## What is required
Give the data again exactly, stopping after the "538L76 542L62 552L61" line.

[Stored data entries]
Content starts

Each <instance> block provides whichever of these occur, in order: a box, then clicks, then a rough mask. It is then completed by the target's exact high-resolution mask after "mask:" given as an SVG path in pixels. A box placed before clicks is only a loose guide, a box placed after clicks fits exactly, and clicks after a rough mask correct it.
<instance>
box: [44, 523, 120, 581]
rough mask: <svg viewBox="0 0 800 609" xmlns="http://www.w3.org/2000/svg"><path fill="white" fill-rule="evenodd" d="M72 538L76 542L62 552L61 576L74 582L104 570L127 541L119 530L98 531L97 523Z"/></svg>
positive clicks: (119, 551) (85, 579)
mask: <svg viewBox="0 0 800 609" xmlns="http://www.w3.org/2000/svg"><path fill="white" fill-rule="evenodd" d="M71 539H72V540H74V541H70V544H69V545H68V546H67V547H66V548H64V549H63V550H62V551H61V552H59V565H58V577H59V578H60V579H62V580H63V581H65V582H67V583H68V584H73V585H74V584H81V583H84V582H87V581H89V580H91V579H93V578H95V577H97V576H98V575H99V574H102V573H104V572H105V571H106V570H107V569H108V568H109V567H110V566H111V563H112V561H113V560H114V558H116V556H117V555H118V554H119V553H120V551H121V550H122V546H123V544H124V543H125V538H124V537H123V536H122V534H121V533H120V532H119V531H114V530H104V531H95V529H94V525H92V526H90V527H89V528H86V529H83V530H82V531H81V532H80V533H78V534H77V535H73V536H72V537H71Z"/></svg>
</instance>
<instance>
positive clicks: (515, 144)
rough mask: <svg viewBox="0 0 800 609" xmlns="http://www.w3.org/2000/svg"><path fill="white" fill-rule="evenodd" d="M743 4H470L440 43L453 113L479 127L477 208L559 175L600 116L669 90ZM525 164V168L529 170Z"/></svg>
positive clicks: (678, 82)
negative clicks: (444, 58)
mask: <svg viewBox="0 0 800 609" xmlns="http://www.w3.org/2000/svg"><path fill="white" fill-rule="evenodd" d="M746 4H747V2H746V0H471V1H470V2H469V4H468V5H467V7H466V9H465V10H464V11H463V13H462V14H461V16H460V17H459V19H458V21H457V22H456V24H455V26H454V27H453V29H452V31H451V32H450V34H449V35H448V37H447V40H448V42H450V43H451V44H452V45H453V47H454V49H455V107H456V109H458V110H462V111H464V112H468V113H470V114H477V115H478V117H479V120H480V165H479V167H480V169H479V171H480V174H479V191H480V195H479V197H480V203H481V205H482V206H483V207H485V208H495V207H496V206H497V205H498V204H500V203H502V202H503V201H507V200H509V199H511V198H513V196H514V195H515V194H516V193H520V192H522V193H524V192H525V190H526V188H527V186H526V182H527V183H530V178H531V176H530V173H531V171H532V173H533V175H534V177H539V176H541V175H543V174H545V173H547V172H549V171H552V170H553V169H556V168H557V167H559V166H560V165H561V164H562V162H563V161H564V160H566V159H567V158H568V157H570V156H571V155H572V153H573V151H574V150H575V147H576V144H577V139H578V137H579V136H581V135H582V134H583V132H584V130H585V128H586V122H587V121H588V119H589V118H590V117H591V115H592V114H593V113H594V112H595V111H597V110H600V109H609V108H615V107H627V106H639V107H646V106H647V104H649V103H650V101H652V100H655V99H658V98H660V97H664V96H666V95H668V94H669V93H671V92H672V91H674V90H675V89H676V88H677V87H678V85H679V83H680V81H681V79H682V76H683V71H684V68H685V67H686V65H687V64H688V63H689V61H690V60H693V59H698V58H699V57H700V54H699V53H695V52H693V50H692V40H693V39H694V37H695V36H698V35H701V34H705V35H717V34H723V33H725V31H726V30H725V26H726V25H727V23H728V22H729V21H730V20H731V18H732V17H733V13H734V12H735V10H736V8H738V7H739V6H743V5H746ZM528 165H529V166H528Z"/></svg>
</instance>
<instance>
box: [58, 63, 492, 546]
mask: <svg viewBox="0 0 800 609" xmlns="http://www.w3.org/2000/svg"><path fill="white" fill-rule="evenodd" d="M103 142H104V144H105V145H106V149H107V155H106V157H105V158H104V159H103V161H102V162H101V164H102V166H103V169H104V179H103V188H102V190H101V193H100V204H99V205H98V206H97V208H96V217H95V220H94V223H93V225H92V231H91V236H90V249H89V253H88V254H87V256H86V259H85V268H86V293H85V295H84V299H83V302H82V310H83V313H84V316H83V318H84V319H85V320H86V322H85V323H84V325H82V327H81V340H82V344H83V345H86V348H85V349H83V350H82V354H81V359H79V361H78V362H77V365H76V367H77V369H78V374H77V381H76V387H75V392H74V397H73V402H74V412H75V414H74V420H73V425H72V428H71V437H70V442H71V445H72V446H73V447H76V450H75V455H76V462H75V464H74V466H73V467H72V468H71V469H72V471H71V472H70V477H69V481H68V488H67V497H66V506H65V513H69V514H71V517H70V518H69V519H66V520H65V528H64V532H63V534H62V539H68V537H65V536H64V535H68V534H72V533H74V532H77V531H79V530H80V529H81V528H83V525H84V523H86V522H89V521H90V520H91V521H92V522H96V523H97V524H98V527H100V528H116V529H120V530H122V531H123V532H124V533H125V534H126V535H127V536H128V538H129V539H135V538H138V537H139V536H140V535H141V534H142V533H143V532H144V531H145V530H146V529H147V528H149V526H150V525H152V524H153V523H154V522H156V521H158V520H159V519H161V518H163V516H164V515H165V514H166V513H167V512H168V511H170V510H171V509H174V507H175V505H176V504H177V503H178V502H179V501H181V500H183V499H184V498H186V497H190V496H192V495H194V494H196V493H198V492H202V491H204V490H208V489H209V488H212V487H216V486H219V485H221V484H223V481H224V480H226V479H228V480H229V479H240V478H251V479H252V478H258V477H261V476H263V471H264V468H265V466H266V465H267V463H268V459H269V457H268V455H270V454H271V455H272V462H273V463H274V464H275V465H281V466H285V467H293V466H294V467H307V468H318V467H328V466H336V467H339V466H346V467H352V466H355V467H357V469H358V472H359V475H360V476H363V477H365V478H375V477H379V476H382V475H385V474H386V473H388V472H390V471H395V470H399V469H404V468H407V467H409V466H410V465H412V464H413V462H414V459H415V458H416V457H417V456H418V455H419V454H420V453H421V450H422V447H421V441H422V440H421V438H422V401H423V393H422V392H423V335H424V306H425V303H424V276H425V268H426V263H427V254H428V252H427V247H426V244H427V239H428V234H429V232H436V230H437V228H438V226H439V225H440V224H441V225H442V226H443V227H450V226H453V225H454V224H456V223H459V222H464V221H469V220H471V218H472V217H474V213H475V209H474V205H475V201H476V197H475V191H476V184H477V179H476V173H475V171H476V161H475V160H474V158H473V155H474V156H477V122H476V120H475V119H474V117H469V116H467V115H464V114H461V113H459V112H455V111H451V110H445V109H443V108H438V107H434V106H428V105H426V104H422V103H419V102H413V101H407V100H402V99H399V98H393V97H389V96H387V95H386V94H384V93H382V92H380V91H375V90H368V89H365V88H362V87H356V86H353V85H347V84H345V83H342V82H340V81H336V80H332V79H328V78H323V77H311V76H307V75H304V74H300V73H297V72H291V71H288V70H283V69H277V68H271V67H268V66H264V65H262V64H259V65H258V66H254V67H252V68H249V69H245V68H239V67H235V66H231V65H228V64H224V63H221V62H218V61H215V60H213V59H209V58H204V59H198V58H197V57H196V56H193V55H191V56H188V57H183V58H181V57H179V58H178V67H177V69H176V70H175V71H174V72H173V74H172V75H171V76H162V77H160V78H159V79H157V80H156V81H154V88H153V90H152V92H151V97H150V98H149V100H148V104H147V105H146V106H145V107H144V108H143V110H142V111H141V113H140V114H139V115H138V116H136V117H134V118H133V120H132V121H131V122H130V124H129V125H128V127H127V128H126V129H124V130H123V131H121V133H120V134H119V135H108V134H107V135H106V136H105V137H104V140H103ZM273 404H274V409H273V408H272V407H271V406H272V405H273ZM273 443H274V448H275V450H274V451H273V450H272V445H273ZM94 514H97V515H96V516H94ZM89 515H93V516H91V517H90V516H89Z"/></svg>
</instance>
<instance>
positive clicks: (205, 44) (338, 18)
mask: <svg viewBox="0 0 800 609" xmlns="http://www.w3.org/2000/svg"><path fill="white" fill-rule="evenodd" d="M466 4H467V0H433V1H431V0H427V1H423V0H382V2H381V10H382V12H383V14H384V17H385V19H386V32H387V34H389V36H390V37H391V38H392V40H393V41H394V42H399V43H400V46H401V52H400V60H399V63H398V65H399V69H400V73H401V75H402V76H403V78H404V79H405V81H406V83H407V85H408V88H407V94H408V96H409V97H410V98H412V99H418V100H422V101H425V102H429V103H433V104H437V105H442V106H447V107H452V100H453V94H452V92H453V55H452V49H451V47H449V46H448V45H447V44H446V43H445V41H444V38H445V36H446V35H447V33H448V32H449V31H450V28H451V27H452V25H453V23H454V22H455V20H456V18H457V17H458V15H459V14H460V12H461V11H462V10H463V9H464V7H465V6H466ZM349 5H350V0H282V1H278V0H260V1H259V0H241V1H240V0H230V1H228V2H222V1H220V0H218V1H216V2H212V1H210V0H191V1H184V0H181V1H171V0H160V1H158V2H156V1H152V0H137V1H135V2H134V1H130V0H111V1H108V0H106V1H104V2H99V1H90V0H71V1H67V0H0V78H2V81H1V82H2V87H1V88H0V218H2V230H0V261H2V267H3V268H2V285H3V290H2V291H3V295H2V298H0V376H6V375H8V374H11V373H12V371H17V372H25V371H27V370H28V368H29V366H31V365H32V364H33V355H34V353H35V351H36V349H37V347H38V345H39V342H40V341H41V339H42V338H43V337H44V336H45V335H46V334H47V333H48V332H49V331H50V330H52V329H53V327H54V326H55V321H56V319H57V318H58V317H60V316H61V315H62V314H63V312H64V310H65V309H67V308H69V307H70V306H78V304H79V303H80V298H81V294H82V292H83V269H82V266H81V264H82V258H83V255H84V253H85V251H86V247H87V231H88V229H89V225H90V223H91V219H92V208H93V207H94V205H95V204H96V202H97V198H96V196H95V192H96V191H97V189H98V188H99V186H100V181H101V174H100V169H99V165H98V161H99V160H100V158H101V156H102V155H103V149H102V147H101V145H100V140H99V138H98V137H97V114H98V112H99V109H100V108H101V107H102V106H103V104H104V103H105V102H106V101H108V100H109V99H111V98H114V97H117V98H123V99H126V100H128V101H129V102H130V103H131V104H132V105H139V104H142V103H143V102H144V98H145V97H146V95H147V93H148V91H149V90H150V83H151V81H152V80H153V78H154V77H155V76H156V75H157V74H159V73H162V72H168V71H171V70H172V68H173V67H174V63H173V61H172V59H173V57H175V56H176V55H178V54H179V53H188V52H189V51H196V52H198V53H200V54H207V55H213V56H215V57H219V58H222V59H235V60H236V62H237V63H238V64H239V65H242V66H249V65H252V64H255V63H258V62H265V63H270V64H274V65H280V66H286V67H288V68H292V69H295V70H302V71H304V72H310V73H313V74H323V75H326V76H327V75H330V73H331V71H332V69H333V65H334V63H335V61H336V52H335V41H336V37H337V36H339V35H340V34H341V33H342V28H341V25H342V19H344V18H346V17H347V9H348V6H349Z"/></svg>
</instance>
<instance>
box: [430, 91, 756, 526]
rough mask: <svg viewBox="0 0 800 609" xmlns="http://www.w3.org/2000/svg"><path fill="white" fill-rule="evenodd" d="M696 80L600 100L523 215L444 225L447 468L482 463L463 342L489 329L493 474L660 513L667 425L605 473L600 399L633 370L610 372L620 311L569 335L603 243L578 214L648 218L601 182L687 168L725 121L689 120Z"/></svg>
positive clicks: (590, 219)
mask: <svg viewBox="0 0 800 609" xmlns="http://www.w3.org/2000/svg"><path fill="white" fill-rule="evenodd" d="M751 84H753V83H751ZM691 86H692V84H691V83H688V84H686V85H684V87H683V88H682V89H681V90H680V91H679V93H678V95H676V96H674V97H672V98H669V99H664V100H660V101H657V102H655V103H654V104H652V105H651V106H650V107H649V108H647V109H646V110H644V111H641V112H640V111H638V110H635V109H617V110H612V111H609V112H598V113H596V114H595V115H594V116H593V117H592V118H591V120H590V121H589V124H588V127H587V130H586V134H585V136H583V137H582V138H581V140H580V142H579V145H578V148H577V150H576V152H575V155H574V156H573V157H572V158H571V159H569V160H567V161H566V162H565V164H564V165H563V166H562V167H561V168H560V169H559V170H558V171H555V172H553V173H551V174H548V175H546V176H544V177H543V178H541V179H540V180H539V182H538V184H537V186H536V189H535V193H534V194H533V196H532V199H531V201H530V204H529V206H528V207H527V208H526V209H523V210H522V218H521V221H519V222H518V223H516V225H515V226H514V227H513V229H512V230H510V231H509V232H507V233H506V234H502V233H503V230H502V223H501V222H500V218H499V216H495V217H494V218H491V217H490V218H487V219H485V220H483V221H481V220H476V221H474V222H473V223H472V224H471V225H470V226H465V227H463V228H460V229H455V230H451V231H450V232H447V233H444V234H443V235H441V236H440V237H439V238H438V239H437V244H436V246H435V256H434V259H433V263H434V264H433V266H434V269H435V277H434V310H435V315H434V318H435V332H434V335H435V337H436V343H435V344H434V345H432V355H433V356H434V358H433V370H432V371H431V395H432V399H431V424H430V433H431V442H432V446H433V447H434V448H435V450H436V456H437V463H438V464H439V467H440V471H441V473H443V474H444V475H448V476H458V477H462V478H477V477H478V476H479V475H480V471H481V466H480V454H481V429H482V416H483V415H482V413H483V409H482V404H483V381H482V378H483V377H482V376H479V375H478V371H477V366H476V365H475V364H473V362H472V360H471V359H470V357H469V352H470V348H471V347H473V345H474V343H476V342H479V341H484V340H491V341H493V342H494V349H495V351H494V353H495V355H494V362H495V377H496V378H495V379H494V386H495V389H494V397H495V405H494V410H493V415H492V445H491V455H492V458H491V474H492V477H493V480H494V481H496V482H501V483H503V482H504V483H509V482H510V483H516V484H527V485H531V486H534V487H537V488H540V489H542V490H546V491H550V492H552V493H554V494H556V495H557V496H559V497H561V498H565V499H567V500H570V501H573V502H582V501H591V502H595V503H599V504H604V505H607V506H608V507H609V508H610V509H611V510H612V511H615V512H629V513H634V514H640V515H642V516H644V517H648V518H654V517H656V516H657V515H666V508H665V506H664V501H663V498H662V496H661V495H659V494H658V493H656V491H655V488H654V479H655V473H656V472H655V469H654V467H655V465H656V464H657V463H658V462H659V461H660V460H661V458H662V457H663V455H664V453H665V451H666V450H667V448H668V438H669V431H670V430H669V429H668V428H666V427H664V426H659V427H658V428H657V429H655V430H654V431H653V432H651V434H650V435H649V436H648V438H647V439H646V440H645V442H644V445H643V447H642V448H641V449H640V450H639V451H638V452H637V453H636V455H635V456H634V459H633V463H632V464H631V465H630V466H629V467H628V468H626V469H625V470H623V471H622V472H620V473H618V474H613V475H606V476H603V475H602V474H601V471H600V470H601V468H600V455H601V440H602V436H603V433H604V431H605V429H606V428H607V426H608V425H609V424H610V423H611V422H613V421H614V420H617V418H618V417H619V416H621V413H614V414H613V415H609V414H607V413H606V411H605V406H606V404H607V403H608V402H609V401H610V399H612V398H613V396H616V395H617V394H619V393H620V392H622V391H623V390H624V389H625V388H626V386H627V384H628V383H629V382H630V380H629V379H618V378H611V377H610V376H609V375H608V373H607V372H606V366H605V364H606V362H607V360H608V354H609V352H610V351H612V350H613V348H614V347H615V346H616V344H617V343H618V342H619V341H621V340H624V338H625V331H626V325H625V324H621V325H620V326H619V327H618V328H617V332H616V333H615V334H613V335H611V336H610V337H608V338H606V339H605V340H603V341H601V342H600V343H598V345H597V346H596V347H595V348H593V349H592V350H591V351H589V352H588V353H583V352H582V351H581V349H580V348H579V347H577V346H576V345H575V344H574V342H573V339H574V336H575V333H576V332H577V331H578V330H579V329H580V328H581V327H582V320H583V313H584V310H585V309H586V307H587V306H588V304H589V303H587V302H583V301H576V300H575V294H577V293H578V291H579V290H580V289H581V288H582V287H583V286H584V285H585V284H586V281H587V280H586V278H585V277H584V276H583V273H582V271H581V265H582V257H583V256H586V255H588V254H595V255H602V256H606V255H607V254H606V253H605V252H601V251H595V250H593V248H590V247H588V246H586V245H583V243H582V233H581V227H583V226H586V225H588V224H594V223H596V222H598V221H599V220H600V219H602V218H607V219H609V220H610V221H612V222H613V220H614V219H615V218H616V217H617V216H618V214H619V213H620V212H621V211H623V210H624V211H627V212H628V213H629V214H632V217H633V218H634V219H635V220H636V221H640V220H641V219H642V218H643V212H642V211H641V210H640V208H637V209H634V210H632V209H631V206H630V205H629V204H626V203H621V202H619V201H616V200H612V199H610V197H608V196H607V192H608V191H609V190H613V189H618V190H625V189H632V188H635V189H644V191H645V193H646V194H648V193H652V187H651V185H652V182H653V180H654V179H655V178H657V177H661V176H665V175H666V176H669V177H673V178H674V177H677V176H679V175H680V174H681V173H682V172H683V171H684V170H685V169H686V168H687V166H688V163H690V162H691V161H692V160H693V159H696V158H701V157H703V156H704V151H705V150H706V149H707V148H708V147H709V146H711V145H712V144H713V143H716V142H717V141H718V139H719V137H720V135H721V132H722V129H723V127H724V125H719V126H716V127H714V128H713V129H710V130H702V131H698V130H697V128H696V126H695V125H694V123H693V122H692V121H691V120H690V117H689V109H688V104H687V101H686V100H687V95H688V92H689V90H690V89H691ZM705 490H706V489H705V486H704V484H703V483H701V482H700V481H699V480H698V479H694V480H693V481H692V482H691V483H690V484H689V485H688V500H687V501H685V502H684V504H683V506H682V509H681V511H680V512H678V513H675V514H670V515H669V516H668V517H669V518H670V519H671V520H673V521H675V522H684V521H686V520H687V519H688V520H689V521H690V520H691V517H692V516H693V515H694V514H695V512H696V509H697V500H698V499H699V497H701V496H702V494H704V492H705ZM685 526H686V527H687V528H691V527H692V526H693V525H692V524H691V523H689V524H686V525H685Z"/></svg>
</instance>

Content ends

## Expected answer
Each <instance> block provides whichever of these occur, in order: a box, then clicks, then a rough mask. It is then completed by the target's exact high-resolution mask after "mask:" given as an SVG path in pixels. A box placed before clicks is only a loose guide, a box placed after clicks fits exactly, and clicks after a rough mask correct it.
<instance>
box: [44, 523, 120, 581]
rough mask: <svg viewBox="0 0 800 609" xmlns="http://www.w3.org/2000/svg"><path fill="white" fill-rule="evenodd" d="M72 538L76 542L62 552L61 576L74 582L104 570L127 541L119 530L98 531L97 523Z"/></svg>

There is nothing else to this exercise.